TO DO —
Offset the stretch from the line containing "The user's goal involves the paved" through the last of the lines below by writing those lines out again, requests included, with 45 added to every bounding-box coordinate in the answers.

════════════════

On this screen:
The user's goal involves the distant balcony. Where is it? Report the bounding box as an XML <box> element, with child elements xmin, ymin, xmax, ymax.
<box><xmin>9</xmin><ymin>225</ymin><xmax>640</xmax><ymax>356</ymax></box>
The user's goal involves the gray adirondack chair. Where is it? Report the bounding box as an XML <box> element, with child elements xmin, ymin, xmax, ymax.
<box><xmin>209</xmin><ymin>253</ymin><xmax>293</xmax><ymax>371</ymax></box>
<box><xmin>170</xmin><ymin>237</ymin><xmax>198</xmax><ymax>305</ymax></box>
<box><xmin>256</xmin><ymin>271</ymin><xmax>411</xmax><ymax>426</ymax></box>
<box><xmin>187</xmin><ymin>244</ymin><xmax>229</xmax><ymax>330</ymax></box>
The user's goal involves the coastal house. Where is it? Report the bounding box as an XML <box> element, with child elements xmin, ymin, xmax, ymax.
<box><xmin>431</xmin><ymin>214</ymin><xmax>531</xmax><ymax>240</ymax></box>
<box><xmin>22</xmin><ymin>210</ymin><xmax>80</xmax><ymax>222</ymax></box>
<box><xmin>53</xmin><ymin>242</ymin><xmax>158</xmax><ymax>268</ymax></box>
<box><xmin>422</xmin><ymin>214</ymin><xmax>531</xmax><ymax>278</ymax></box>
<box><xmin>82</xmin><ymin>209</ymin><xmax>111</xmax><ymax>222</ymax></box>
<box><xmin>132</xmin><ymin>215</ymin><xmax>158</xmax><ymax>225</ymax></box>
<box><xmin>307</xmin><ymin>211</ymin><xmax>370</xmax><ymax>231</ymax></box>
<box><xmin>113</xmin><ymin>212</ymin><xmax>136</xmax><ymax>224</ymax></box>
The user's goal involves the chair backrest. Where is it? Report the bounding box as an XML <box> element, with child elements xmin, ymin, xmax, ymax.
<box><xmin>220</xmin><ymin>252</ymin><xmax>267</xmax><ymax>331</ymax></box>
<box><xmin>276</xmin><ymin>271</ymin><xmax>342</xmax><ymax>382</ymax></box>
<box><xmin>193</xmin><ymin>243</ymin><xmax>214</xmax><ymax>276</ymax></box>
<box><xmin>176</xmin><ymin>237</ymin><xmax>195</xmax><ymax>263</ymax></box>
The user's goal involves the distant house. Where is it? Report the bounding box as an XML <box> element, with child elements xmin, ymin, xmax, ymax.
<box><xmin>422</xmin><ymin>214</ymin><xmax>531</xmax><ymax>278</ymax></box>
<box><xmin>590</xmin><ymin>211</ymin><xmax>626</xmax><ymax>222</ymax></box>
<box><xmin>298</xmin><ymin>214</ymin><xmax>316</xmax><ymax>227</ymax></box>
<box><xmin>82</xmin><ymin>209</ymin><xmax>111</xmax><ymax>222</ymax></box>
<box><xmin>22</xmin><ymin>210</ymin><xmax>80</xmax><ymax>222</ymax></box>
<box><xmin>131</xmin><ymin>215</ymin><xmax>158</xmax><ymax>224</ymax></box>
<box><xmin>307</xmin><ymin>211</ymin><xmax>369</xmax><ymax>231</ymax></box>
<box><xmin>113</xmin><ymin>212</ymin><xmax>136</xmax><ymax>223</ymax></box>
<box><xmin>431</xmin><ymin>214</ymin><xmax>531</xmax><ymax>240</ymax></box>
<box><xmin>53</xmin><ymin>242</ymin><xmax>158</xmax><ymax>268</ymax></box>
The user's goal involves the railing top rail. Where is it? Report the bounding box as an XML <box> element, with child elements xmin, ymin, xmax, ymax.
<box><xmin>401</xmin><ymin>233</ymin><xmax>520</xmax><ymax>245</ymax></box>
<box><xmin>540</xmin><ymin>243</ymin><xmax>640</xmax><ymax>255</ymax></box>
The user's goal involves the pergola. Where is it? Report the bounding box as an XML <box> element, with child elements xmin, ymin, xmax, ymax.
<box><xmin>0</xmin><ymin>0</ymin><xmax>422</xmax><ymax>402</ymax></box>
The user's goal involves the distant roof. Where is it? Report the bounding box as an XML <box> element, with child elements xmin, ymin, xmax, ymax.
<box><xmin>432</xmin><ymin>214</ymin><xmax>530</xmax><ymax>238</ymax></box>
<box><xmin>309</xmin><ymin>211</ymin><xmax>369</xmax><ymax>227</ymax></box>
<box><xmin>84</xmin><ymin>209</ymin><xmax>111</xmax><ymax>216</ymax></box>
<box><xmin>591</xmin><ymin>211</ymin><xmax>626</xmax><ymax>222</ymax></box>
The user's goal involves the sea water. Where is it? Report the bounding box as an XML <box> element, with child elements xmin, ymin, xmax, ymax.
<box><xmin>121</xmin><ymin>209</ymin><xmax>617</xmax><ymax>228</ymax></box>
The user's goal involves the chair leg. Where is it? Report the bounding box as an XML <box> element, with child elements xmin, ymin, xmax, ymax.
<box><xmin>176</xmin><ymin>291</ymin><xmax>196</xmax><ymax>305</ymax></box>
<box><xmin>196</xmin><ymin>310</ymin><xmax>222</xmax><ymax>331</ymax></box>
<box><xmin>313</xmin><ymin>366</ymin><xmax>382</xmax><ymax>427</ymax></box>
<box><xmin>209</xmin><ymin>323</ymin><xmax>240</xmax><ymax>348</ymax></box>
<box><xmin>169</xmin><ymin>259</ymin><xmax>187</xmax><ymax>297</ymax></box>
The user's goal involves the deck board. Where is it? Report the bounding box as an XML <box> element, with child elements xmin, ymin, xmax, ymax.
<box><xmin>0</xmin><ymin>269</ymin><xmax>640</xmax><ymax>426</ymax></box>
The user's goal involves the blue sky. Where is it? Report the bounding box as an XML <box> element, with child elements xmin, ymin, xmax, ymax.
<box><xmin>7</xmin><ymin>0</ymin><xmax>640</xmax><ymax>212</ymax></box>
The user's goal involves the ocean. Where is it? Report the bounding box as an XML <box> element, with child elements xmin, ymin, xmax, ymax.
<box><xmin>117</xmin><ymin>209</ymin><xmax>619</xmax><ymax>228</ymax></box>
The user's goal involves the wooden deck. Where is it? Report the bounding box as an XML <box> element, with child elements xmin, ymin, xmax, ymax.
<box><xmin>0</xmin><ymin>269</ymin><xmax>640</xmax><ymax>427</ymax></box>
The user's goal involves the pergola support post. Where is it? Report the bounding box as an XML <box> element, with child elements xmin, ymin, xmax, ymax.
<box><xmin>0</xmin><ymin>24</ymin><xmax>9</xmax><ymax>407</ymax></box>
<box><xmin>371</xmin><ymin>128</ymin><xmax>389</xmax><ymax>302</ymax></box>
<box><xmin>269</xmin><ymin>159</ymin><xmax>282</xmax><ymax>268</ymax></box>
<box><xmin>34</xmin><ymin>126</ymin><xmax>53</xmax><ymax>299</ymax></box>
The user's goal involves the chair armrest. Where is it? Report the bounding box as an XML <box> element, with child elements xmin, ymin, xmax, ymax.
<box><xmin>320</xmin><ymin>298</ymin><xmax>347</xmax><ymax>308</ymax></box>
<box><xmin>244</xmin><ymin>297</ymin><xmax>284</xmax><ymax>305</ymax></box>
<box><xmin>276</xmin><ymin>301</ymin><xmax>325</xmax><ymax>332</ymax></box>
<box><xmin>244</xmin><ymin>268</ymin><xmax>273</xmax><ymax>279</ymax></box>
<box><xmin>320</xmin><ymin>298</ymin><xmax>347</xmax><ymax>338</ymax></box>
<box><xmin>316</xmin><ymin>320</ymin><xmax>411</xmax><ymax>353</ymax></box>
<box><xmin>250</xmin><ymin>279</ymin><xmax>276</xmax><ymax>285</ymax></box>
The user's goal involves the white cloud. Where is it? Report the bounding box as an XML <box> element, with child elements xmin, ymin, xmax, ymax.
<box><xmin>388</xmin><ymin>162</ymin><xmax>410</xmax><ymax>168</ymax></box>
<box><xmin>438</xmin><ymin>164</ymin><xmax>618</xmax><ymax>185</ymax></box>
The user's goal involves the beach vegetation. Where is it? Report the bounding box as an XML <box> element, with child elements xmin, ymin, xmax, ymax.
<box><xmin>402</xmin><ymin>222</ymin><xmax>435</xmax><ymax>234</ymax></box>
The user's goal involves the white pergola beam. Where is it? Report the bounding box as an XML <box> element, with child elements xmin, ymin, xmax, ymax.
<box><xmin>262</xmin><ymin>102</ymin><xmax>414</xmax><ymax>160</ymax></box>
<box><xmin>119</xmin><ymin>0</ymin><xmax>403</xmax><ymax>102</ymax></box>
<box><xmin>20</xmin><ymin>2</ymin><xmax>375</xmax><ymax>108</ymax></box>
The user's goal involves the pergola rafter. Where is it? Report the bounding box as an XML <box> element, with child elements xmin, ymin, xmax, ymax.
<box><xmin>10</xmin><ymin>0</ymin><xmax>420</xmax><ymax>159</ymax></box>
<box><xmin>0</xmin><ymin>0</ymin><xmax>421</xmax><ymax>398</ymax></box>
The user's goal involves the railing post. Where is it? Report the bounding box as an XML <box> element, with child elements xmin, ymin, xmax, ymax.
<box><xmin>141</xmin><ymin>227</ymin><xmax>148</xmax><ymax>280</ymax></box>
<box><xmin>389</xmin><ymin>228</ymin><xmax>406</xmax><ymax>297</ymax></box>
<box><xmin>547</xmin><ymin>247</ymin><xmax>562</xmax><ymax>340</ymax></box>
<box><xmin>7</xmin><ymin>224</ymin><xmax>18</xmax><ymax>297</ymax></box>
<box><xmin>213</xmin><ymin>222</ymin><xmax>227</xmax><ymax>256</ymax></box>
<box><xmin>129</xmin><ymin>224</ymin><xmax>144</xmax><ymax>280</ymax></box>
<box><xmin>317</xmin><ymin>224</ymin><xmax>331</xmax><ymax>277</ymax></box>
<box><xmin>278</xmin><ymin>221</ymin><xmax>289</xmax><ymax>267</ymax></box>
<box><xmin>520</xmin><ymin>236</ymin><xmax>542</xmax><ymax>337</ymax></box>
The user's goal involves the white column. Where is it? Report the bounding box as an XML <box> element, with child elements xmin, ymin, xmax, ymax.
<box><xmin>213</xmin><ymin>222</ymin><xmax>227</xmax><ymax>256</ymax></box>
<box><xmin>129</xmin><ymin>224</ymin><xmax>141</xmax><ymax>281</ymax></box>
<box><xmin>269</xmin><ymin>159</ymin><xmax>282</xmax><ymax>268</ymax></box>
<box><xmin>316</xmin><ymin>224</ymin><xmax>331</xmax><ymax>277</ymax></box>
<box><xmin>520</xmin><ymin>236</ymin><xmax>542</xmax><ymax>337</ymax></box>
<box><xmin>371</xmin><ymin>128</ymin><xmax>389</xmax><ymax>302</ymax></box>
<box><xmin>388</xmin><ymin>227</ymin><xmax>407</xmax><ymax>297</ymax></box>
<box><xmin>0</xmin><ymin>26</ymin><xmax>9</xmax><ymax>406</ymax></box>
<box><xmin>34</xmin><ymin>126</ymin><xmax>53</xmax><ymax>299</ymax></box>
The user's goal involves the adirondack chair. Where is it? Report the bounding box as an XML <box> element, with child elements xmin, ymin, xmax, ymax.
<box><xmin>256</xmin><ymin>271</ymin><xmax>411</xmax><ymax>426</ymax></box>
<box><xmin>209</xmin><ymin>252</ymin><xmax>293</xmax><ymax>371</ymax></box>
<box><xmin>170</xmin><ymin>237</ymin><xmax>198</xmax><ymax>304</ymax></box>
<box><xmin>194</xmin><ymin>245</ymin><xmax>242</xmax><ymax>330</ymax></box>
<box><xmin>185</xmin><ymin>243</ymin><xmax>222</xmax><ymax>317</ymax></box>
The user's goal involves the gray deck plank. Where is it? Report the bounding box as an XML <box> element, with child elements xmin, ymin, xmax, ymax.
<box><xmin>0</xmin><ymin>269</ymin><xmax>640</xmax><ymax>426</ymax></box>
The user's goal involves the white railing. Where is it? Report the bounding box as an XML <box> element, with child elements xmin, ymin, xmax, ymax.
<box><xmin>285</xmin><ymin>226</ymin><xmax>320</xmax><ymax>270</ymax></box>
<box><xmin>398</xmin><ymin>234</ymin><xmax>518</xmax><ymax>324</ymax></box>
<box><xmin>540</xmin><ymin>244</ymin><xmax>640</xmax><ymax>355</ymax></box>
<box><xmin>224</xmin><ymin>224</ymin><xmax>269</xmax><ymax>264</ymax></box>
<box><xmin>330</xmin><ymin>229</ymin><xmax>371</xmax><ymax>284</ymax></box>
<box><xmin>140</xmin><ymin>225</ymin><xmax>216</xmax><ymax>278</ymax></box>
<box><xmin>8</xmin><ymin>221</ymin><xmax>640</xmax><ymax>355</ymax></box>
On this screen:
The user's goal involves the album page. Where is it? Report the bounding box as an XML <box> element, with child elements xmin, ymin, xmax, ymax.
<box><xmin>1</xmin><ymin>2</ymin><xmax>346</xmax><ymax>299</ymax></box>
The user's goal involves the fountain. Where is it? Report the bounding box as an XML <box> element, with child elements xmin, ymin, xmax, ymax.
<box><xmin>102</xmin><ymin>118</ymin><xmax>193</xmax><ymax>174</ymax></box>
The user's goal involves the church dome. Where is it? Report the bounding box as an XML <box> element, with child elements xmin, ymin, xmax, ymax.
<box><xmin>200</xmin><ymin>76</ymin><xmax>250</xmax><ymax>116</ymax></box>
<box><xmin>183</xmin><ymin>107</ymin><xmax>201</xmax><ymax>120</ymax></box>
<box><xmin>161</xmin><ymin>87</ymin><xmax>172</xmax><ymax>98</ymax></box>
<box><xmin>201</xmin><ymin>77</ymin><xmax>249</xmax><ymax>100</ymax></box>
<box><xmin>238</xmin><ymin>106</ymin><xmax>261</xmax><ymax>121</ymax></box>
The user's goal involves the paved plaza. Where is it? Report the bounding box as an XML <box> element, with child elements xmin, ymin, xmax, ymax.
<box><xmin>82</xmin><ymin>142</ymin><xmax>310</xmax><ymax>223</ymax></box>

════════════════

WRITTEN RESPONSE —
The user's goal involves the paved plaza. Where is it? Report the bounding box as an XML <box> element, with child elements xmin, ymin, xmax, ymax.
<box><xmin>127</xmin><ymin>187</ymin><xmax>355</xmax><ymax>268</ymax></box>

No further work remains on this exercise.